WORKING DATA:

►

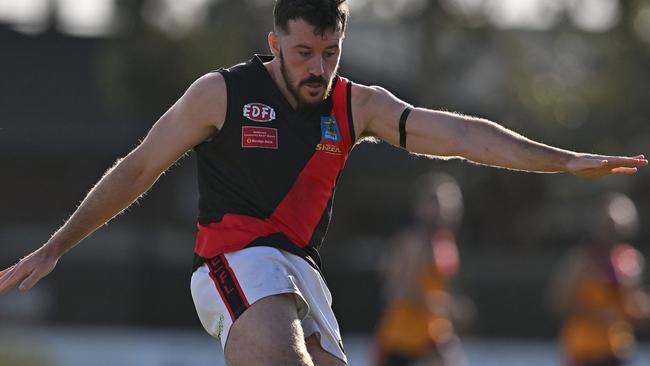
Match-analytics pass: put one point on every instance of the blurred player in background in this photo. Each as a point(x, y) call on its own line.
point(271, 137)
point(417, 327)
point(597, 289)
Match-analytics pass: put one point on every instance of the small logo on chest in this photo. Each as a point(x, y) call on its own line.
point(259, 112)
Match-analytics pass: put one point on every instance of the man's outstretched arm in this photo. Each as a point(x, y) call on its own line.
point(196, 116)
point(444, 134)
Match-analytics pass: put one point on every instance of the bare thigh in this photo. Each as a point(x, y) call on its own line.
point(267, 334)
point(319, 355)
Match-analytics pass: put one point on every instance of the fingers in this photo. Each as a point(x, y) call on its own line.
point(636, 161)
point(2, 273)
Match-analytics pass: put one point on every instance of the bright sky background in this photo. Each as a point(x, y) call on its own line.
point(97, 17)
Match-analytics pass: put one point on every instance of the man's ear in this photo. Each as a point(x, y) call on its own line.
point(274, 44)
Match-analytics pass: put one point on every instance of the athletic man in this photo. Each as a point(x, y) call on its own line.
point(271, 137)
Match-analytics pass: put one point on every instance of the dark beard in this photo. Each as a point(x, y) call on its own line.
point(294, 90)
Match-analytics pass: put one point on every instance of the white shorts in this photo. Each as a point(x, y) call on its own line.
point(226, 287)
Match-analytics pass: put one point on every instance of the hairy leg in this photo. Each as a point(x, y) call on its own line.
point(268, 334)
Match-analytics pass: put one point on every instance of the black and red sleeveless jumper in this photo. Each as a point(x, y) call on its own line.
point(268, 177)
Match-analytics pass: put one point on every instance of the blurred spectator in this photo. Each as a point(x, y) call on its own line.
point(597, 289)
point(417, 327)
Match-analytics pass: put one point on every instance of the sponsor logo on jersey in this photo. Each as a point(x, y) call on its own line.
point(261, 137)
point(329, 129)
point(259, 112)
point(329, 148)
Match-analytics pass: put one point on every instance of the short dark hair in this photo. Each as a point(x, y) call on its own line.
point(322, 14)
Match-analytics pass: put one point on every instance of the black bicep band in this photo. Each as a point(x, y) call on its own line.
point(402, 126)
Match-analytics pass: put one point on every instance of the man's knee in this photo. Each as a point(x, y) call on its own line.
point(268, 333)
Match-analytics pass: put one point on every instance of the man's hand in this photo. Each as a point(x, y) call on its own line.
point(600, 165)
point(33, 267)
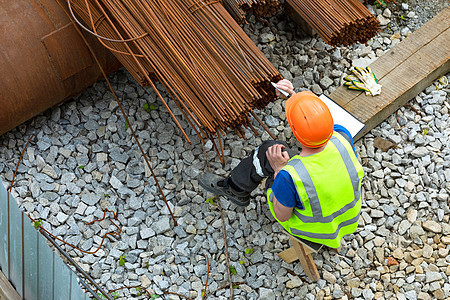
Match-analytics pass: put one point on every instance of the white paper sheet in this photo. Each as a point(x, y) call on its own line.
point(343, 117)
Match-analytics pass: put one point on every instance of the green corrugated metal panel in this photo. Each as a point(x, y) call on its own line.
point(31, 259)
point(3, 230)
point(45, 275)
point(46, 270)
point(15, 250)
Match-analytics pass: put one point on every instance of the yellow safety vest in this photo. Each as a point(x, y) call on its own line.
point(329, 186)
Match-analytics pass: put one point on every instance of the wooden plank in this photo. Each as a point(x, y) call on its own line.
point(7, 291)
point(3, 229)
point(306, 260)
point(76, 292)
point(16, 247)
point(404, 82)
point(61, 280)
point(46, 270)
point(399, 54)
point(31, 259)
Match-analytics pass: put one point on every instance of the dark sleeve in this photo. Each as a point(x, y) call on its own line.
point(284, 190)
point(346, 134)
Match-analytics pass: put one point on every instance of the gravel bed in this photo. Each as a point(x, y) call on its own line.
point(85, 160)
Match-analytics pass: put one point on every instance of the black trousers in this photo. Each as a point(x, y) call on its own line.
point(247, 175)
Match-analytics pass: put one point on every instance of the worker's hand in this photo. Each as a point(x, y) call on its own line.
point(277, 157)
point(367, 81)
point(284, 85)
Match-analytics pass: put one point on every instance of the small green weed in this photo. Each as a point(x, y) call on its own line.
point(37, 223)
point(122, 260)
point(233, 270)
point(380, 3)
point(210, 200)
point(101, 296)
point(148, 108)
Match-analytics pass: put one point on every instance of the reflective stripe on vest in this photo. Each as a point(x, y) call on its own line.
point(311, 190)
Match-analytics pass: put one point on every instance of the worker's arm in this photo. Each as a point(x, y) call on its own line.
point(278, 159)
point(286, 86)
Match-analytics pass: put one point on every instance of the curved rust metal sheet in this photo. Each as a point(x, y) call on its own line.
point(43, 60)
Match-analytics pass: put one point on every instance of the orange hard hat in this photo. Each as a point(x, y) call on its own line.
point(310, 119)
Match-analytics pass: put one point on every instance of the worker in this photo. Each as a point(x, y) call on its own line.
point(315, 194)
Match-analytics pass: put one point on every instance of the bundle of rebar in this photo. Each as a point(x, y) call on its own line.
point(338, 22)
point(262, 8)
point(207, 64)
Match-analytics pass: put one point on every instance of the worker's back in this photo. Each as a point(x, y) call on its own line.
point(329, 187)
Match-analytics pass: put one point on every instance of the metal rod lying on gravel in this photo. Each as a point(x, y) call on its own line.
point(123, 113)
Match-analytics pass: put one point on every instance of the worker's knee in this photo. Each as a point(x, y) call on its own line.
point(266, 144)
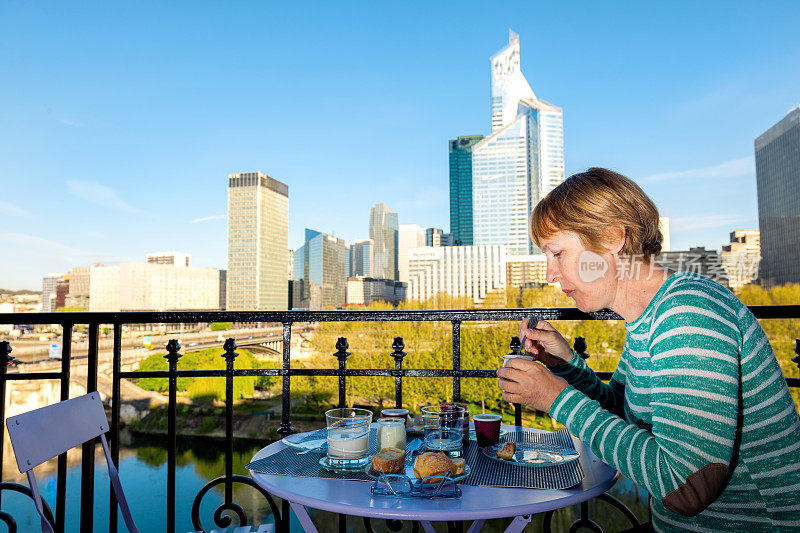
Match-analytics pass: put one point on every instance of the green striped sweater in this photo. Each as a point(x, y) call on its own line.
point(697, 412)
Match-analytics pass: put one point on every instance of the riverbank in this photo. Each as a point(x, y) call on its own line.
point(253, 420)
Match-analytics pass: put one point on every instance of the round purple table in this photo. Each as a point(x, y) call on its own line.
point(476, 503)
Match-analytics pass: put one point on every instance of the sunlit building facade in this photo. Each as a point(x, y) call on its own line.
point(361, 260)
point(526, 270)
point(383, 230)
point(741, 257)
point(460, 271)
point(520, 162)
point(410, 236)
point(258, 237)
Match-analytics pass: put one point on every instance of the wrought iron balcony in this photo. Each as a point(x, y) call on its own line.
point(281, 513)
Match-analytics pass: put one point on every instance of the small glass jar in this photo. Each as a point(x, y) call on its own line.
point(392, 433)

◄

WRITTEN EXERCISE: Put all the entries above into a two-column CSV with the headers "prompt" and "points", one row per entry. Place each entry's text and its answer in a single quoted field, replace line breaks with spaces, and leave out the pictures.

SOLUTION FOR THIS PROBLEM:
prompt,points
"Match-analytics pass: put one point on every instance of the blurred player in background in this photo. Each as a point(x, y) call on its own line.","point(271, 137) point(417, 327) point(597, 289)"
"Match-analytics pass: put one point on every instance of the small logo on chest in this photo. Each as a point(x, y) call on its own line.","point(259, 112)"
"Match-analytics pass: put one point on every instance of the man's outstretched arm in this photo. Each as a point(x, y) call on its own line.","point(196, 116) point(444, 134)"
"Match-analytics pass: put one point on every instance of the bare thigh in this photo. Each as a point(x, y) call on its own line.","point(267, 334) point(319, 355)"
"Match-analytics pass: put one point on every instance of the fingers in this photo. Each as a point(x, y) call on its own line.","point(636, 161) point(2, 273)"
"Match-analytics pass: put one point on every instance of the bright sky background in this photo. Each as a point(x, y) call on its own line.","point(97, 17)"
"Match-analytics pass: put one point on every instance of the man's ear in this photo. Each as a point(x, y) call on its own line.","point(274, 44)"
"Match-analytics pass: put one point on every instance of the athletic man in this photo. Each as a point(x, y) call on its own line.","point(271, 137)"
"Match-analytics pass: put one point on every instance of the dark beard in this photo. Each as a point(x, y) call on its own line.","point(294, 90)"
"Match-analytics pass: put one point on every instance of the white shorts in this photo. Each as a point(x, y) call on its own line.","point(226, 287)"
"Match-analytics pass: put one point on every instance of the hairy leg in this photo. Each as a point(x, y) call on its own line.","point(268, 334)"
"Match-analytics pass: put one point on every instance of the black and red sleeveless jumper in this photo. Each as a point(x, y) call on its own line.","point(268, 177)"
"Match-analytics pass: put one point on every instance of the blurred spectator in this photo. Each as a point(x, y) call on its own line.","point(597, 289) point(417, 327)"
"Match-analytics pass: put one point on every instance of the sponsor logo on jersey in this photo. Each as a point(x, y) call on its own line.","point(261, 137) point(329, 129) point(259, 112) point(329, 148)"
"Match-analytics pass: put one point on every instance of the short dark hair in this photo. Each as a point(x, y) call on its own line.","point(322, 14)"
"Match-analytics pass: put one point on every instance of the black bicep band in this photo. Each as a point(x, y) call on its own line.","point(402, 126)"
"Match-analytics pass: put one point on every instance of the man's knee in this photo. Each as a point(x, y) call on its own line.","point(268, 333)"
"Match-analytics pass: put one point on every instance of the man's hand in this photo. Each as a point(x, y) call on its own line.","point(600, 165) point(33, 267)"
"Match-analytics pass: put one point on every instance of the white paper sheet in this photo. Each as a point(x, y) call on its own line.","point(343, 117)"
"Match-analytics pass: put one point on every instance of the green corrugated metal panel in this photo. Each as a point(x, y) call on its own line.","point(31, 259) point(3, 230) point(45, 275) point(46, 270) point(15, 250)"
"Match-analytics pass: put one point on every instance of the yellow safety vest in this photo. Each as a point(x, y) call on its own line.","point(329, 186)"
"Match-analytics pass: put one point on every instance of the wooden plank in this photo. Each as a point(x, y) call on its own line.","point(7, 291) point(3, 229) point(306, 260) point(76, 292) point(16, 247) point(404, 82) point(61, 280) point(46, 270) point(399, 54) point(31, 259)"
"Match-analytics pass: put one point on every instance of the dark sleeve in this photo. Each as a point(x, y) call on its own line.","point(284, 190) point(346, 134)"
"Match-analytics pass: put one point on every instance of the gravel bed in this photo. Each as a point(x, y) call on its own line.","point(85, 160)"
"Match-analytics pass: put one point on every instance of the black trousers in this photo. Each as a point(x, y) call on its own line.","point(247, 175)"
"Match-analytics pass: put one point on every instance of the worker's hand in this photo. Each as a point(x, y) call on its own line.","point(277, 157) point(367, 81) point(284, 85)"
"Match-analytics pass: put one point on every instance of the small green weed in this photo. Each as a point(x, y) call on its own line.","point(37, 223) point(122, 260) point(233, 270) point(380, 3) point(210, 200) point(101, 296) point(148, 108)"
"Match-analytics pass: put one point on every instance of the reflective stripe on vest in this photo. Each as a point(x, y) call on its own line.","point(311, 190)"
"Match-analytics pass: put one point on every instance of the worker's arm in this photo. Each as a point(x, y) call on its own line.","point(278, 159) point(286, 86)"
"Match-analytics pass: put one point on every instance of the curved rust metal sheet in this photo. Each as a point(x, y) call on its own line.","point(43, 60)"
"Match-analytics pass: put one point on every instance of the orange hard hat in this photo. Each as a point(x, y) call on its own line.","point(310, 119)"
"Match-analytics pass: put one point on every instance of the worker in this photo. Each as a point(x, y) call on its own line.","point(315, 194)"
"Match-analytics pass: put one point on every instance of the bundle of rebar in this photo. Each as a point(x, y) call on its own line.","point(338, 22) point(262, 8) point(207, 64)"
"Match-analytics pass: put one point on every instance of the worker's back in this photo. Each as a point(x, y) call on its own line.","point(329, 187)"
"Match-analytics pass: put one point on every instance of the metal rod lying on gravel in this photo. Each as a point(x, y) call on its own line.","point(123, 113)"
"Match-analytics pass: put one point on every instance of the worker's knee in this photo. Each as a point(x, y) call on its own line.","point(266, 144)"
"Match-analytics pass: put one point on every instance of the green striped sweater in this photo. Each as a point(x, y) call on its own line.","point(697, 412)"
"Match-analytics pass: put one point on every instance of the riverbank in this photo. Each as a point(x, y) call on its own line.","point(253, 420)"
"Match-analytics pass: put one point on every instance of the round purple table in this photo. Each as a point(x, y) call on its own line.","point(476, 503)"
"Match-analytics pass: put one point on every instance of the sunlit building facade in this photo. Each as a point(x, y) call on its own line.","point(361, 260) point(526, 270) point(383, 230) point(741, 257) point(460, 271) point(520, 162) point(410, 236) point(258, 237)"
"Match-analytics pass: put one point on every instance of the wrought iron balcony in this photo. Each as a point(x, y) call on its own line.","point(281, 513)"
"Match-analytics pass: put one point on every instance of the small glass jar in this photo. Each as a point(x, y) call on its own line.","point(392, 433)"